## MATERIAL FOR THIS EXERCISE:
——————

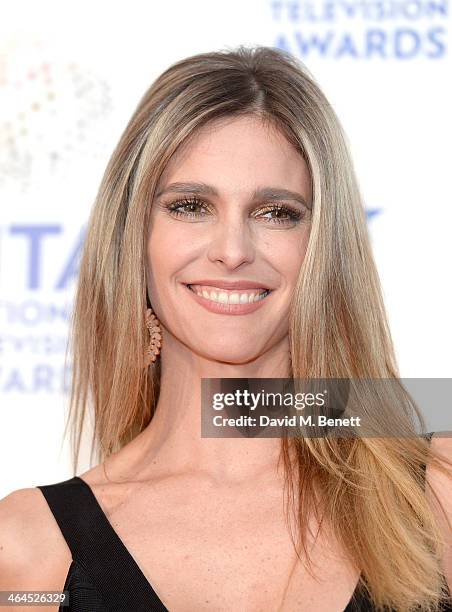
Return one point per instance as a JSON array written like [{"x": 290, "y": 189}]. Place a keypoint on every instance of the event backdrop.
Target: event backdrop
[{"x": 72, "y": 73}]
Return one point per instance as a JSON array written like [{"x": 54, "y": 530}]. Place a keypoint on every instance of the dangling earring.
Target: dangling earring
[{"x": 155, "y": 333}]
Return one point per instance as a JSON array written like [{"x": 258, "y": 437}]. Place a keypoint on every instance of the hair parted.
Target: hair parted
[{"x": 369, "y": 489}]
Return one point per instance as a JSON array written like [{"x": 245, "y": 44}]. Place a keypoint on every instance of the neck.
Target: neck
[{"x": 173, "y": 442}]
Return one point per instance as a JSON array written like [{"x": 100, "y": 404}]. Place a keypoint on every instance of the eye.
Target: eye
[
  {"x": 285, "y": 214},
  {"x": 190, "y": 207}
]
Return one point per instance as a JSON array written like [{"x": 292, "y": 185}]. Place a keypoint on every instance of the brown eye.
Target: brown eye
[
  {"x": 283, "y": 214},
  {"x": 190, "y": 205}
]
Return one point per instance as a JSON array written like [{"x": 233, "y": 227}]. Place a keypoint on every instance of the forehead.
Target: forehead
[{"x": 238, "y": 151}]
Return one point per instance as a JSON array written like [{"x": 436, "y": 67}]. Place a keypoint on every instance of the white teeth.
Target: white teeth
[{"x": 224, "y": 297}]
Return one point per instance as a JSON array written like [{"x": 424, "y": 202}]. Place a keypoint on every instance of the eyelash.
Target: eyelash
[{"x": 294, "y": 215}]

——————

## DESCRIPTION OF THE TASK:
Your task for the entries above: copy exactly the span starting with the line with "the hair parted." and going on through the line with "of the eyelash.", both lines included, and nothing else.

## SOLUTION TO THIS TASK:
Return one point per instance as a JSON array written like [{"x": 258, "y": 437}]. Place a keypoint on every instance of the hair parted.
Target: hair parted
[{"x": 369, "y": 489}]
Return one point per instance as a JSON array written like [{"x": 245, "y": 44}]. Place a keypoint on every instance of the neck.
Target: neck
[{"x": 173, "y": 442}]
Return one point per instance as a JSON array written like [{"x": 100, "y": 404}]. Place a keypoint on every instance of the eye.
Target: eye
[
  {"x": 285, "y": 214},
  {"x": 190, "y": 207}
]
Return one point per instance as a JSON array written like [{"x": 292, "y": 185}]. Place a keypoint on every instance of the brown eye.
Target: brown eye
[
  {"x": 283, "y": 214},
  {"x": 190, "y": 205}
]
Return one point per instance as a JSON array written like [{"x": 233, "y": 227}]. Place a keypoint on every instance of the forehead.
Target: forehead
[{"x": 238, "y": 151}]
Return one point per instance as a JSON array written like [{"x": 436, "y": 67}]. Place a keypoint on every instance of the white teeth.
Target: white teeth
[{"x": 224, "y": 297}]
Return one point per instance as a JSON array written like [{"x": 424, "y": 202}]. Place a keypoint on every instance of the eyelash.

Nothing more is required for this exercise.